(Records from a collection)
------------------------------
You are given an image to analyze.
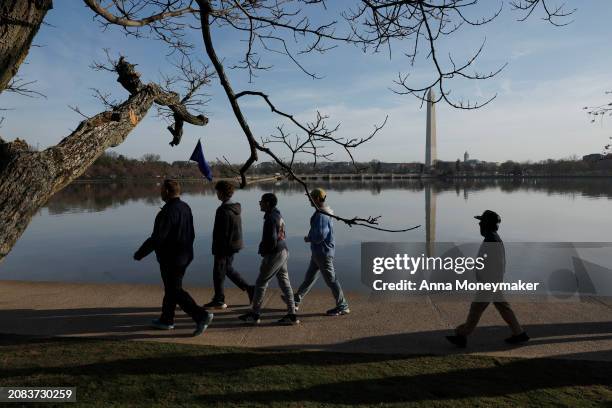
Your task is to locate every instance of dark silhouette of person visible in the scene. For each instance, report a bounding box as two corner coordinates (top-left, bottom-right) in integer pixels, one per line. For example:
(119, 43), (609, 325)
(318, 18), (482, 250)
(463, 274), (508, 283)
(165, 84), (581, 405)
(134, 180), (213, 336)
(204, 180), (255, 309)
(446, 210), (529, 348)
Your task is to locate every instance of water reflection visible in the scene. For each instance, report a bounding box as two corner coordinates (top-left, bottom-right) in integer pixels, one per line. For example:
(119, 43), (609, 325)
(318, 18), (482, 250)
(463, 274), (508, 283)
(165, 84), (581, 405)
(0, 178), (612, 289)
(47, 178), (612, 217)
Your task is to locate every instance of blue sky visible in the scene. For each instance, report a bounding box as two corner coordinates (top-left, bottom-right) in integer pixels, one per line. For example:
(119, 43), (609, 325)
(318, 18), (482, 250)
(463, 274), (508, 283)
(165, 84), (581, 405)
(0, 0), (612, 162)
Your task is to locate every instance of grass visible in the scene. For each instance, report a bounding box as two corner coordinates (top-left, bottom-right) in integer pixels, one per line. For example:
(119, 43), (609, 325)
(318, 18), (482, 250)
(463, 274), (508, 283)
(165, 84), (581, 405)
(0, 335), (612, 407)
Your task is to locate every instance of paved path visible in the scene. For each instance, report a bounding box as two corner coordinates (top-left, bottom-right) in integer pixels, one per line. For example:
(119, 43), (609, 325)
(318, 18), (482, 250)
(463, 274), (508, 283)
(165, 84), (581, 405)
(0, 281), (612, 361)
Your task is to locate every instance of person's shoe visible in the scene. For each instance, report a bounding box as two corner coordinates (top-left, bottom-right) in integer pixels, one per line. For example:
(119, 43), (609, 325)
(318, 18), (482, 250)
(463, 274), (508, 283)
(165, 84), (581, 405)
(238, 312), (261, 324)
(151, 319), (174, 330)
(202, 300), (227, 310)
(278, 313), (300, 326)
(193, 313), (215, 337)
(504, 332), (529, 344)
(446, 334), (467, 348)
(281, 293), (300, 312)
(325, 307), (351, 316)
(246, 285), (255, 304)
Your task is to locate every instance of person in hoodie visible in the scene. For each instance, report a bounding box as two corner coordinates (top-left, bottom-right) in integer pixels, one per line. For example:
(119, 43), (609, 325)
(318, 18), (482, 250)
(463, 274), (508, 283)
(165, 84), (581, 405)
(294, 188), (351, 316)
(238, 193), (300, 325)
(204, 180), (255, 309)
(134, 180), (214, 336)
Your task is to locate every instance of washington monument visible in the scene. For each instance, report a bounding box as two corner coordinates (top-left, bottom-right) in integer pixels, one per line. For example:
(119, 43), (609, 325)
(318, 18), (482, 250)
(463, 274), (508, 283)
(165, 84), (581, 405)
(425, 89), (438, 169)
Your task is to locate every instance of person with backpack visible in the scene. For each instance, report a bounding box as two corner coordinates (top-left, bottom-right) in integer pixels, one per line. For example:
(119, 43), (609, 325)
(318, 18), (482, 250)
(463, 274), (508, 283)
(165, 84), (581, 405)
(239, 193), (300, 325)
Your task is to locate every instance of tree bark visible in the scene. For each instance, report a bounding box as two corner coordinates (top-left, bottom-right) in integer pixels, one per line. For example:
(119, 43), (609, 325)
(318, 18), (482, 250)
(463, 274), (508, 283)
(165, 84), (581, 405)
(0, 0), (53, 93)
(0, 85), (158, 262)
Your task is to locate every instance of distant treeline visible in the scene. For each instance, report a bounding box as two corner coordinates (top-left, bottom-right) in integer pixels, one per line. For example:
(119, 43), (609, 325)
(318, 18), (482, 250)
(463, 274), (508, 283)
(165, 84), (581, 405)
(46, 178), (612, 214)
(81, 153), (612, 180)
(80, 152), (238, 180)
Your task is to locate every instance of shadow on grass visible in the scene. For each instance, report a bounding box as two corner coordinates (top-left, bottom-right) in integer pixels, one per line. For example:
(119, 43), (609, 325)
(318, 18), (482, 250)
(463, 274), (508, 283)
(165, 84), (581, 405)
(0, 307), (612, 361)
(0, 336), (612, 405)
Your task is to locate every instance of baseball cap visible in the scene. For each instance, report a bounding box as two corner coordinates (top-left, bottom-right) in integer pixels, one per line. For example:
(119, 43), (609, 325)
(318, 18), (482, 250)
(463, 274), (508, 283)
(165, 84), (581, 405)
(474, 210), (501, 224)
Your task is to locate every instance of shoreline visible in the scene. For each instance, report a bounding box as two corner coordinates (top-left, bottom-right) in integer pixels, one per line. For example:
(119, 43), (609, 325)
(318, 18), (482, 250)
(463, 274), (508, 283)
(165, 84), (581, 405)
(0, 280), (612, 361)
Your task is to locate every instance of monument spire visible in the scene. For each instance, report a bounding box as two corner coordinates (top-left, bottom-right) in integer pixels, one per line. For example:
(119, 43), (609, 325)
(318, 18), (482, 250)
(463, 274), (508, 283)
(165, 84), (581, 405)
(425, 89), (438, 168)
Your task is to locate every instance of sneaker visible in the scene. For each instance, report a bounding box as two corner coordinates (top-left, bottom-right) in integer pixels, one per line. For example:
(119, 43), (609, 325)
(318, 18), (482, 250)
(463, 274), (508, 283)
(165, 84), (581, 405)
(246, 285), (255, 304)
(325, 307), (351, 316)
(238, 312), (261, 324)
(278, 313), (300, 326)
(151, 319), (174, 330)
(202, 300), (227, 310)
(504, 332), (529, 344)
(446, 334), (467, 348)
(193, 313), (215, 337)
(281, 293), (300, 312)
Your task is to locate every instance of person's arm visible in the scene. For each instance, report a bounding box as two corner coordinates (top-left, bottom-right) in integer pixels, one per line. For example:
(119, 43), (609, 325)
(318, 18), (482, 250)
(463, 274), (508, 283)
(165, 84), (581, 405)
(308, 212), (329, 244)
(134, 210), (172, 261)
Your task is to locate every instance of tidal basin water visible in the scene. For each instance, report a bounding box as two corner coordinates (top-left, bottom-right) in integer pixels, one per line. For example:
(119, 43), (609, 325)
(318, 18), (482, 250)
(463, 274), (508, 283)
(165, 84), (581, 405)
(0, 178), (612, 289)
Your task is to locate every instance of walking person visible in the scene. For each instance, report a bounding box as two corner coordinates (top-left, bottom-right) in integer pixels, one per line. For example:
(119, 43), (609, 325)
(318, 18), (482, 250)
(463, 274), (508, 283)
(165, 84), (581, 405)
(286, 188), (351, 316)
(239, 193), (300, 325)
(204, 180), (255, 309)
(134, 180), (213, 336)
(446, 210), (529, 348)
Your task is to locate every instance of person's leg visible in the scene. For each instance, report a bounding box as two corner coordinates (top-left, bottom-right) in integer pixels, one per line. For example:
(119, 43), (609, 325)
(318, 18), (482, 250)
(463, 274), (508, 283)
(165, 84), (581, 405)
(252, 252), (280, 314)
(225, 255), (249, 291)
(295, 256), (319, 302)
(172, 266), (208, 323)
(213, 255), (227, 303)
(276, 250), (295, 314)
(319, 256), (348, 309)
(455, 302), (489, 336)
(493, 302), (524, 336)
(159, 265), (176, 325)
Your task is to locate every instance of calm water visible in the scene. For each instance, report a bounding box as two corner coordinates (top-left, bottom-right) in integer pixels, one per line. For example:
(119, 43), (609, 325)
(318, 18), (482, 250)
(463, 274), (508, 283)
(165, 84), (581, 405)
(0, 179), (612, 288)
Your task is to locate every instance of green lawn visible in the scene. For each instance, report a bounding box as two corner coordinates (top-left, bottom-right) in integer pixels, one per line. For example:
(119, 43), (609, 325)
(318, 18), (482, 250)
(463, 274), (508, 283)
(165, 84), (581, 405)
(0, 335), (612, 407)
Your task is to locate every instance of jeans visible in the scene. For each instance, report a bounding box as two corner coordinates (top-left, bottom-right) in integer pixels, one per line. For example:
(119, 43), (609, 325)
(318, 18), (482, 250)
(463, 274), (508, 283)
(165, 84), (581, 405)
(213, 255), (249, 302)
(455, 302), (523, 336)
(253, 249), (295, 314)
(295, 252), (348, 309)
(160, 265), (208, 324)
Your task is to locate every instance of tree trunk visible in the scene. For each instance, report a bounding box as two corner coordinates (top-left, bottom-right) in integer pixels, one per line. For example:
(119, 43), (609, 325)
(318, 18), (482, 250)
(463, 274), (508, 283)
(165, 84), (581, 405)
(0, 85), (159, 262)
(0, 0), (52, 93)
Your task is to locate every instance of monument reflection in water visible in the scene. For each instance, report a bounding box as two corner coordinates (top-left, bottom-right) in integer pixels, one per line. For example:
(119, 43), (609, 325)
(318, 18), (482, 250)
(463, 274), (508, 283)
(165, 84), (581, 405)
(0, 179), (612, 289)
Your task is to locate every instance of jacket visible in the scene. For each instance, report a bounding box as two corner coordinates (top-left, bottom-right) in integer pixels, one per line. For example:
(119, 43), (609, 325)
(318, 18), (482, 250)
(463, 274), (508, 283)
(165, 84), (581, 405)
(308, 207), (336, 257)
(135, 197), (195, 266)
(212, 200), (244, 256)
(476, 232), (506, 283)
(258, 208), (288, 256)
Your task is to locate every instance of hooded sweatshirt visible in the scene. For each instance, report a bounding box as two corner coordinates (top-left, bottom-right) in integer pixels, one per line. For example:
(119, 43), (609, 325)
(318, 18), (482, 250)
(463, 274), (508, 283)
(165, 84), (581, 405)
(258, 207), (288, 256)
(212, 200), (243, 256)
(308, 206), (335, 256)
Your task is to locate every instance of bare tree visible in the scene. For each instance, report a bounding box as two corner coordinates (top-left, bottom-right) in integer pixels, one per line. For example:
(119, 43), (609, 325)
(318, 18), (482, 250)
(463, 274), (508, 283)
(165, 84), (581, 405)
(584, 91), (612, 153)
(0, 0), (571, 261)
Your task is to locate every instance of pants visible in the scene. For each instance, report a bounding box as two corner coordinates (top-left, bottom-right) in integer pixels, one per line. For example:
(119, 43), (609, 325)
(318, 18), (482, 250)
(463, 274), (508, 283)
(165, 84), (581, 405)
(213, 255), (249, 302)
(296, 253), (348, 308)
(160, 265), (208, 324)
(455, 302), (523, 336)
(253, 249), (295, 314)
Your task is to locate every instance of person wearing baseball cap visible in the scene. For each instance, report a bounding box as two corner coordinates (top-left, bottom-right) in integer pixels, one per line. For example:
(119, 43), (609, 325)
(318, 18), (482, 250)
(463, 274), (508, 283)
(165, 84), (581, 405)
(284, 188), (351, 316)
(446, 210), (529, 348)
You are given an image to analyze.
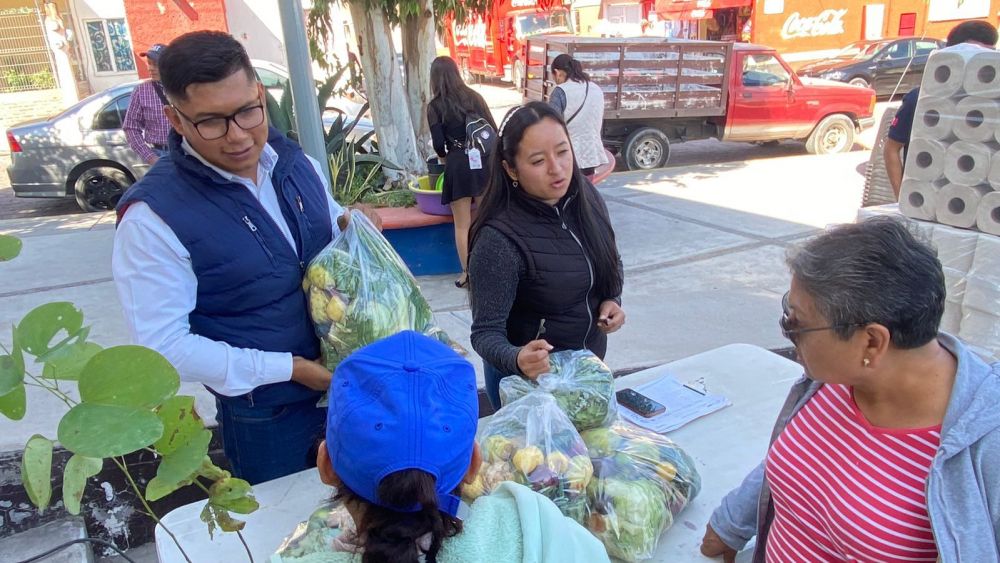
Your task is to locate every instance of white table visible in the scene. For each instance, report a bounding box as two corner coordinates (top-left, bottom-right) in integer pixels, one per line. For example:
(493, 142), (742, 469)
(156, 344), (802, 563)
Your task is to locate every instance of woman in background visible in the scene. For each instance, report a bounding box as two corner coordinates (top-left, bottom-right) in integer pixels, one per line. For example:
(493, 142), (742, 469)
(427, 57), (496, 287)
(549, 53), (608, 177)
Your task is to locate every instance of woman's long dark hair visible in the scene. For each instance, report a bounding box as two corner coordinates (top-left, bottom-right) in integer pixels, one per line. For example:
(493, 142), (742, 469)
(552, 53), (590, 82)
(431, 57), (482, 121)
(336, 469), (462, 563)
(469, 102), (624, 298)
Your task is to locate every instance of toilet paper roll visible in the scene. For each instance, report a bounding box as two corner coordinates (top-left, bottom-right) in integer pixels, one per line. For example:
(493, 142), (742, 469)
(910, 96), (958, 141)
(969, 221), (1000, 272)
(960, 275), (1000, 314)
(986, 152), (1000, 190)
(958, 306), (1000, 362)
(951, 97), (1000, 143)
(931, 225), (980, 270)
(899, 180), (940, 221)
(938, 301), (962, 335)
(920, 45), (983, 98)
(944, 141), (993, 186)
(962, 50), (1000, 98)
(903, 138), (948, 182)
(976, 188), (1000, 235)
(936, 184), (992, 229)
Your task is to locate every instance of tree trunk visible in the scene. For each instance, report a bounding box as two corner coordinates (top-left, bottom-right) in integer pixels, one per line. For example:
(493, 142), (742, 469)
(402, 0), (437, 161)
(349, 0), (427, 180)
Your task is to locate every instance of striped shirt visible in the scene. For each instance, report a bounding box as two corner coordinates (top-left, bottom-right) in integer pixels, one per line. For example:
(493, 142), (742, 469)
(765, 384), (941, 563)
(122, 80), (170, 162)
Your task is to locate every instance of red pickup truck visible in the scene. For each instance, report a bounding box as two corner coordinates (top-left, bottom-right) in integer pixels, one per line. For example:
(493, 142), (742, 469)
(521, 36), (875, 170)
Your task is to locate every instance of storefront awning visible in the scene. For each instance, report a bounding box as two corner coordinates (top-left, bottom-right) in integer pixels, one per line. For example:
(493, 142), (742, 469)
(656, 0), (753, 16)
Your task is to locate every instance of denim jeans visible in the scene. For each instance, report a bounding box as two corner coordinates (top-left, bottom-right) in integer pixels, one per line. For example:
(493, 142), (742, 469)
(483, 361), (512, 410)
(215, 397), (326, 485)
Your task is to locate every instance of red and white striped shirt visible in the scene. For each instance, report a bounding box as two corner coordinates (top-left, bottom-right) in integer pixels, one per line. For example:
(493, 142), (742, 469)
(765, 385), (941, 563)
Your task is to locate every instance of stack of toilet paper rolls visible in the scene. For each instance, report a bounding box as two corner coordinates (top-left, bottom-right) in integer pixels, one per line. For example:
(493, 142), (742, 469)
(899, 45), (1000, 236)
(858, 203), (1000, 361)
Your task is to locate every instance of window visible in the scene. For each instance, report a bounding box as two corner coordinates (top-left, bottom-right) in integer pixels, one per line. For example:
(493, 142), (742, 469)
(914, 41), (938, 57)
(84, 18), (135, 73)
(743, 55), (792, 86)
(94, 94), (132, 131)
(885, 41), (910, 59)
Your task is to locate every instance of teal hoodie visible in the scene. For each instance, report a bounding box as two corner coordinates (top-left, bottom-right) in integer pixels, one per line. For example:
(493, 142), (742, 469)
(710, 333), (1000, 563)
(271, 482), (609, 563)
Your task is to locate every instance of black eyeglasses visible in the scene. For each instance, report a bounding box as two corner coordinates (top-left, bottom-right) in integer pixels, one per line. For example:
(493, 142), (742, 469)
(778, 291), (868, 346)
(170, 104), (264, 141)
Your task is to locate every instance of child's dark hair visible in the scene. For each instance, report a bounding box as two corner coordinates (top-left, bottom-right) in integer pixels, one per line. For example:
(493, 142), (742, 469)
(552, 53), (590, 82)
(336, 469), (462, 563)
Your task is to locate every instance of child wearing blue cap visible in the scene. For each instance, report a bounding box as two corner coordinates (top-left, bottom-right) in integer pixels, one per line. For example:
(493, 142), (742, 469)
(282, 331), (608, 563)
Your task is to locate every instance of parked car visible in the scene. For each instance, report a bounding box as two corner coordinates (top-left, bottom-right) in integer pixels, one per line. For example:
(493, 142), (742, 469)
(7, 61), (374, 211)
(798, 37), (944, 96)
------------------------------
**Given task**
Only the lines from the one containing "Your task is to locate every instance of child's" to the end of the records should be repeated, exactly as they appear.

**Solution for this exercise**
Your task is to locate every instance of child's dark hair visible in the scene. For each instance, report a bounding box as two corner coordinates (top-left, bottom-right) in integer pixels, one per line. For example:
(493, 142), (742, 469)
(552, 53), (590, 82)
(336, 469), (462, 563)
Your task is to locate every instance of child wearing blue cap visible in the scene. For each instance, report a bounding box as two corner coordinates (top-left, bottom-right) in integer pixels, one per line. For example:
(493, 142), (742, 469)
(282, 331), (608, 563)
Your task is to locate every instance of parked car visible in the scene. For each instance, report a bounding box as two corner coordinates (top-left, bottom-right) in integer pixels, one per line. For example:
(493, 142), (742, 469)
(7, 61), (374, 211)
(798, 37), (944, 96)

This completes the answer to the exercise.